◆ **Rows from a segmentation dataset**
:::
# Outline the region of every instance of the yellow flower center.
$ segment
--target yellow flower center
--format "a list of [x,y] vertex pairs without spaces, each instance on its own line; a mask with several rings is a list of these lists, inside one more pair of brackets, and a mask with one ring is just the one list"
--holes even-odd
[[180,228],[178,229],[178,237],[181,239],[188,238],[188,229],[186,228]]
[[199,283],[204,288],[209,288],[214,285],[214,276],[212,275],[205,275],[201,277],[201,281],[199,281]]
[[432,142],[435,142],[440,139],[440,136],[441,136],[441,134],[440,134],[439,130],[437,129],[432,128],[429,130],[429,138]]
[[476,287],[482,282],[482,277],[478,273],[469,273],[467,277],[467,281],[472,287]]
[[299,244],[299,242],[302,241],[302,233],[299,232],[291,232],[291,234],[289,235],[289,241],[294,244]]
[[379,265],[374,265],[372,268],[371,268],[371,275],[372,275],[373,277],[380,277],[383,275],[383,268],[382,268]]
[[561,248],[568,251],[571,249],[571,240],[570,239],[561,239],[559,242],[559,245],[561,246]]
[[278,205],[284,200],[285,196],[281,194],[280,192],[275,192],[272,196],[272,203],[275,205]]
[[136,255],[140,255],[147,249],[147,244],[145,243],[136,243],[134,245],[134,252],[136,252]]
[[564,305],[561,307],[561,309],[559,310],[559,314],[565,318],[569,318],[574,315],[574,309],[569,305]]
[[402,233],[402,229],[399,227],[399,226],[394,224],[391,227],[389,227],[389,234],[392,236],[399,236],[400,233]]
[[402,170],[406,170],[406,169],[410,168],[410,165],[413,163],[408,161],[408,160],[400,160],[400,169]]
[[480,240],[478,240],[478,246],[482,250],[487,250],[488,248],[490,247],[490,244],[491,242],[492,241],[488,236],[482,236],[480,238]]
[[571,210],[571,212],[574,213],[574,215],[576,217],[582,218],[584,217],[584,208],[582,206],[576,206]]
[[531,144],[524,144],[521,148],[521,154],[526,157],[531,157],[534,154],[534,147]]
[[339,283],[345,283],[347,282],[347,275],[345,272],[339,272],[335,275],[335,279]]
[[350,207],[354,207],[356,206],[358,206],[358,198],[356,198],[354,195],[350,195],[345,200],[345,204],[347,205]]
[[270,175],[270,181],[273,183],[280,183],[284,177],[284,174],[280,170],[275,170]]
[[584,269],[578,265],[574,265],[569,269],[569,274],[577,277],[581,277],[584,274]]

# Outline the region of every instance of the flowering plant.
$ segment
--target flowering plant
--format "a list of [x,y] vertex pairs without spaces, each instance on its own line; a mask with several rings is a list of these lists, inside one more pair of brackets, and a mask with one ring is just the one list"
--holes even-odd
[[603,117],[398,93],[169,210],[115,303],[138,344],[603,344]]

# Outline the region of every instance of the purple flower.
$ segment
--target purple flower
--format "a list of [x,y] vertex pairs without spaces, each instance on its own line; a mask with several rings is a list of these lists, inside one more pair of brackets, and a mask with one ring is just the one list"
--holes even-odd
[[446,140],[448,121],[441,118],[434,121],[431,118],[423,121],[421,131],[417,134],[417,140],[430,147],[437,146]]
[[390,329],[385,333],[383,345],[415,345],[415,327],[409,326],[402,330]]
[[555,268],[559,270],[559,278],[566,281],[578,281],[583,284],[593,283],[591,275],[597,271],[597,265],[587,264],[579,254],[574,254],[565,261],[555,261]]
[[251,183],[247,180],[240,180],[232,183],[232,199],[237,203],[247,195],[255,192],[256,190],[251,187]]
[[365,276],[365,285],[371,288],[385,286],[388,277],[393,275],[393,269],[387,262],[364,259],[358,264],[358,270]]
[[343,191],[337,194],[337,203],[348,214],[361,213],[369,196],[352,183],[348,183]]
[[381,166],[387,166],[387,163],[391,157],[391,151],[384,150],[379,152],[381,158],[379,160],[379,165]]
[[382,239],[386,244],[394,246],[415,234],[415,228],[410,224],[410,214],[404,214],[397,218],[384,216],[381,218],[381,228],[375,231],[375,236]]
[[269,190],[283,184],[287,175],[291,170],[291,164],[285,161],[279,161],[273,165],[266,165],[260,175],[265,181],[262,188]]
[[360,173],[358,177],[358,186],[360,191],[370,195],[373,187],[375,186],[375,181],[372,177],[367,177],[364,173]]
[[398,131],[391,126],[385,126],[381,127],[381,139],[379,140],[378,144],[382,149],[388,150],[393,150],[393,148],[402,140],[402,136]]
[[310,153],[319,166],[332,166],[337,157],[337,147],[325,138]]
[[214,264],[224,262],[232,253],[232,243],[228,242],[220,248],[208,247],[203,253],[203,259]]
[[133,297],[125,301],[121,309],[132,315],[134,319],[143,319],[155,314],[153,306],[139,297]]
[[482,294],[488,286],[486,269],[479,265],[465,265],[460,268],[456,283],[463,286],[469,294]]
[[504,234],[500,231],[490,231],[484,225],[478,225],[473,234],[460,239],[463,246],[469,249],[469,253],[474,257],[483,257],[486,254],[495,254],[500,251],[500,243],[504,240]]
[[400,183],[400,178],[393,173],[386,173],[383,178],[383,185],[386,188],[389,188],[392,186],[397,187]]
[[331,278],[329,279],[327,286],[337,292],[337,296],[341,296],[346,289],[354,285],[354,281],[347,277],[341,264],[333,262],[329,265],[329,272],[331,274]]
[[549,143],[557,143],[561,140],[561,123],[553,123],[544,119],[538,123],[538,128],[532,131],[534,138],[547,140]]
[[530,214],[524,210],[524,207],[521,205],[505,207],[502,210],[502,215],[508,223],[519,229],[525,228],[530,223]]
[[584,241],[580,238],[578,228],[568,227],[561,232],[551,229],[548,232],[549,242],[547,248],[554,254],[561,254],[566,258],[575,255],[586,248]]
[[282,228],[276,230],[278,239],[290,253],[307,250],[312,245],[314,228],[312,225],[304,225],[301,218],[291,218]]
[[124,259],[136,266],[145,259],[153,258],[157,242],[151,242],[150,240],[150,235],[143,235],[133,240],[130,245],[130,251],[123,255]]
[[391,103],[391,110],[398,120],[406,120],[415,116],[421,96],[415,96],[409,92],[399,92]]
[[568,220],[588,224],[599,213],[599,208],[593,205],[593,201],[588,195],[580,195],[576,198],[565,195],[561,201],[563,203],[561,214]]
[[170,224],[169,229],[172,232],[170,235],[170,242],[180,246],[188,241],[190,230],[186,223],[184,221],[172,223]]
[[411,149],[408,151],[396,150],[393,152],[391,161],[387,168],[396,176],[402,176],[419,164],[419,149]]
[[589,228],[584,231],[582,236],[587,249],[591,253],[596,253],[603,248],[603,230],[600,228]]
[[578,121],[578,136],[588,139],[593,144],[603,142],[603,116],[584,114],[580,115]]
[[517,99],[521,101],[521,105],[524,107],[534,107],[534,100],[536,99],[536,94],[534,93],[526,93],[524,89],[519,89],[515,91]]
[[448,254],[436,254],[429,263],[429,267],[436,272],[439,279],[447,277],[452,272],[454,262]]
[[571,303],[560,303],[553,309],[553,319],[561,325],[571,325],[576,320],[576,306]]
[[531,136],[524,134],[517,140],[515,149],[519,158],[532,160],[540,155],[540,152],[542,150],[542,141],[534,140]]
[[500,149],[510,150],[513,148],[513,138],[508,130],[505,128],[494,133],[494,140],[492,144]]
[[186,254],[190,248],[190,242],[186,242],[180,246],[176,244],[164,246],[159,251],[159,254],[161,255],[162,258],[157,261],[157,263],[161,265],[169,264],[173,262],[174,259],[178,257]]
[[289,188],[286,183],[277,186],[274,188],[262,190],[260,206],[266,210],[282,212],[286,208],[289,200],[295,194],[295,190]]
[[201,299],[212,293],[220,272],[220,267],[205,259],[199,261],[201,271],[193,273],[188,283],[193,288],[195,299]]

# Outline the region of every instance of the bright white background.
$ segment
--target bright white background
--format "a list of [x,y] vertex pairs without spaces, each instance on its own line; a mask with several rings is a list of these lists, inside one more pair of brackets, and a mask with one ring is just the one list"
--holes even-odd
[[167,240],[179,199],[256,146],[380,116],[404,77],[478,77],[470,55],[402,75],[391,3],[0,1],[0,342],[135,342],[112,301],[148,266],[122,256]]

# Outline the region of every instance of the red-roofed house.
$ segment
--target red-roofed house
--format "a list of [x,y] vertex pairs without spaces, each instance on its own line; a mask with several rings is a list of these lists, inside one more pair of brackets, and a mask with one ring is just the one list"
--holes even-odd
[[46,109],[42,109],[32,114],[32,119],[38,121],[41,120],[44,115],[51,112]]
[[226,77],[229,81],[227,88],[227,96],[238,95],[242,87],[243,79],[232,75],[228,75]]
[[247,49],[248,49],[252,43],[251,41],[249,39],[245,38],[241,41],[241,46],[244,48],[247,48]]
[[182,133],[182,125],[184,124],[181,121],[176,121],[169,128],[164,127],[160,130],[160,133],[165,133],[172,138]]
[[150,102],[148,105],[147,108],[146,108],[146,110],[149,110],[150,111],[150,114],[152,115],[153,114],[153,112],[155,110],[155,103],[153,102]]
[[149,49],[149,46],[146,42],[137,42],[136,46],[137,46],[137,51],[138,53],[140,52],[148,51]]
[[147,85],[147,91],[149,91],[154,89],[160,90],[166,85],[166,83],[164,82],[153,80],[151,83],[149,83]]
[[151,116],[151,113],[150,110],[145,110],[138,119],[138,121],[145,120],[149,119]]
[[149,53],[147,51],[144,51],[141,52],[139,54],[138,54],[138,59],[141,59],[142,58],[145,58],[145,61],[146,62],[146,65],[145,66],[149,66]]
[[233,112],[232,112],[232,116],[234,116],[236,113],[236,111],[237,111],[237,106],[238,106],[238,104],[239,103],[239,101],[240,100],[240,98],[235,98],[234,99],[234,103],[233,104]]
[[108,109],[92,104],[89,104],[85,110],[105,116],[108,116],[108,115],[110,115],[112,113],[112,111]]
:::
◆ **Task instructions**
Update the records starting at the line that contains "# Outline the region of every instance of the flowering" and stopping after the line that contains "--target flowering plant": change every "flowering plant" to "blooming plant" and keep everything else identical. Return only those lines.

◆ **Full output**
# Outline the region of every instance of the blooming plant.
$ segment
--target blooming plant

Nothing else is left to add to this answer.